— Start of DATA FOR THIS TASK —
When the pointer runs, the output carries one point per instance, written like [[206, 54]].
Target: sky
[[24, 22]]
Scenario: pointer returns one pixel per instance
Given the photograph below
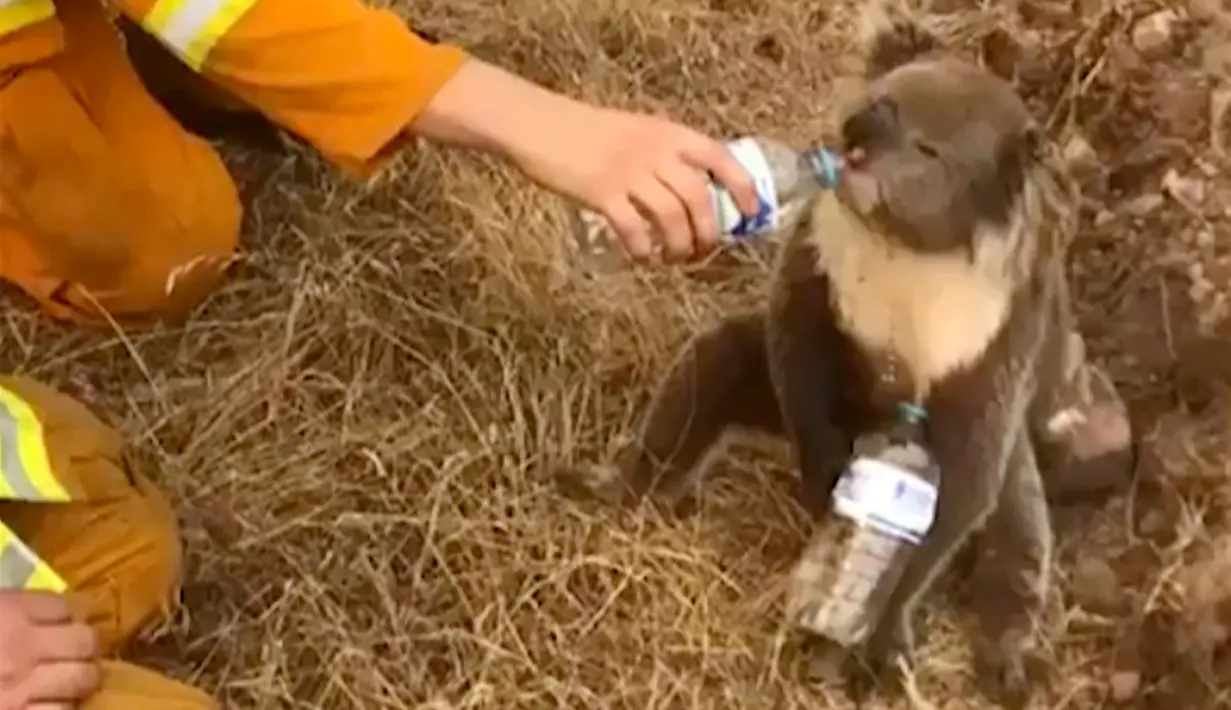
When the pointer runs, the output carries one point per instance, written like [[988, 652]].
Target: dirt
[[355, 428]]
— End of DATA FOR THIS TASK —
> WHAT THIS TASK INVOLVES
Using the records above, retype everything exactly except the pictures.

> EXERCISE ANSWER
When the pointer runs, the output carries one point per instance, written like [[206, 54]].
Target: sky
[[24, 22]]
Scenario: pointer returns one pixel per instance
Given the photograph below
When the pointer runs, the output carries one point per instance, written like [[988, 652]].
Target: dirt
[[355, 428]]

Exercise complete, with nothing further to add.